## start TEXT BLOCK
Lets define a context and some variables to make the following explanation more understandable. The representation form that we will use here probably doesn't fit the form of your own datas but it should be simpler to understand this way (indeed you can use the following methods using others kind of representations once you understand the principle)

So, we will consider an Axis Aligned Bounding Box (or an Oriented Bounded Box) and a moving Entity.

  • The Bounding Box is composed of 4 sides, and we will define each one as:
    Side1 = [x1,y1,x2,y2] (two points [x1,y1] and [x2,y2])

  • The moving Entity is defined as a velocity vector (position+speed):
    a position [posX, posY] and a speed [speedX, speedY].


You can determine which side of an AABB/OBB is hit by a vector using the following method:

  • 1/ Find the intersection points between the infinite lines passing though the four sides of the AABB and the infinite line passing through the entity position (pre-collision) which use the entity speed vector as slop. (You can either find a collision point or an undefined number, which corresponds to parallels or overlapping lines)

  • 2/ Once you know the intersection points (if they exist) you can search for those that are into the segment bounds.
## end TEXT BLOCK
## start DATA ROWS
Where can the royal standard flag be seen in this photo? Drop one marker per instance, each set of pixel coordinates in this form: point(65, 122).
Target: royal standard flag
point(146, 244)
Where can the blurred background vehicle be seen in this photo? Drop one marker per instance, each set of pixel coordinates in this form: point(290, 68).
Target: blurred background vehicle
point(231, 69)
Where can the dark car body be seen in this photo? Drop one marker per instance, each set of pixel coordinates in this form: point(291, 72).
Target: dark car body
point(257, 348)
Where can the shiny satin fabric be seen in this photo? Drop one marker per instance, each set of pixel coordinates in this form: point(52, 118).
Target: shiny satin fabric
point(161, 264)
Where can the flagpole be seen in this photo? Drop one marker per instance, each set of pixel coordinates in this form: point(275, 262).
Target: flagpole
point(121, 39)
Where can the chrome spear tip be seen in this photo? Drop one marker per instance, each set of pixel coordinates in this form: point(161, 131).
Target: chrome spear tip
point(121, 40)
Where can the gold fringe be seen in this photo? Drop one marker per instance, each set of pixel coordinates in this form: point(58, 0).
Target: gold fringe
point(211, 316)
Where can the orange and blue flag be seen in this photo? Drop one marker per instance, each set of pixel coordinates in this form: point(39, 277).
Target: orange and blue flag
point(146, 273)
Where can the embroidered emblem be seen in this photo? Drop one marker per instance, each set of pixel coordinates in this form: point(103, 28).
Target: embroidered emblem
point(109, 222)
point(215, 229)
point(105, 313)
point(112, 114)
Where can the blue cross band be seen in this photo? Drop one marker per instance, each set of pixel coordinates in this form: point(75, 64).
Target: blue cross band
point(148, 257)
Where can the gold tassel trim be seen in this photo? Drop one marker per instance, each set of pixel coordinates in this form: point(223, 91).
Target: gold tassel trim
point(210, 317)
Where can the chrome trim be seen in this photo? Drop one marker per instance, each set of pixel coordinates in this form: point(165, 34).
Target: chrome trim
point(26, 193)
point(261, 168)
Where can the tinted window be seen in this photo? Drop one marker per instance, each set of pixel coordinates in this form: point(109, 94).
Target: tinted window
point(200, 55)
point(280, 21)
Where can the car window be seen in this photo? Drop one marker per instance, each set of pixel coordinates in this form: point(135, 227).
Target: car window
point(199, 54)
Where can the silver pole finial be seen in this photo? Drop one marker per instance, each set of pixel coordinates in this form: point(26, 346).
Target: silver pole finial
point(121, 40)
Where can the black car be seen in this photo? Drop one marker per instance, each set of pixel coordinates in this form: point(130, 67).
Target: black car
## end DATA ROWS
**REQUIRED ACTIONS**
- A) Please list the variable names that the bounding box explanation uses to define the moving Entity's position and speed.
- B) Pick up the bounding box explanation after its last sentence and write the next part.

**SOLVED PROBLEMS**
- A) posX, posY, speedX, speedY

- B)
  • 3/ Finally, if there is still multiple points on the list (the velocity vector can pass through multiple sides), you can search for the closest point from the entity origin using the magnitudes of the vector from the intersection to the entity origin.

Then you can determine the angle of collision using a simple dot product.

  • 4/ Find the angle between of collision using a dot product of the entity (probably a ball?) vector with the hit side vector.

----------

More details:

  • 1/ Find intersections

    • a / Determine the infinite lines ( Ax + Bx = D ) using their parametric forms ( P(t) = Po + tD ).

      Point origin: Po = [posX, posY]
      Direction vector: D = [speedX, speedY]

      A = D.y = speedY
      B = -D.x = -speedX
      D = (Po.x * D.y) - (Po.y * D.x) = (posX*speedY) - (posY*speedX)

      Ax + By = D <====> (speedY*x) + (-speedX*y) = (posX*speedY) - (posY*speedX)

      I used the entity point values to illustrate the method, but this is exactly the same method to determine the 4 side infinite lines of the bounding box (Use Po = [x1,y1] and D = [ x2-x1 ; y2-y1 ] instead).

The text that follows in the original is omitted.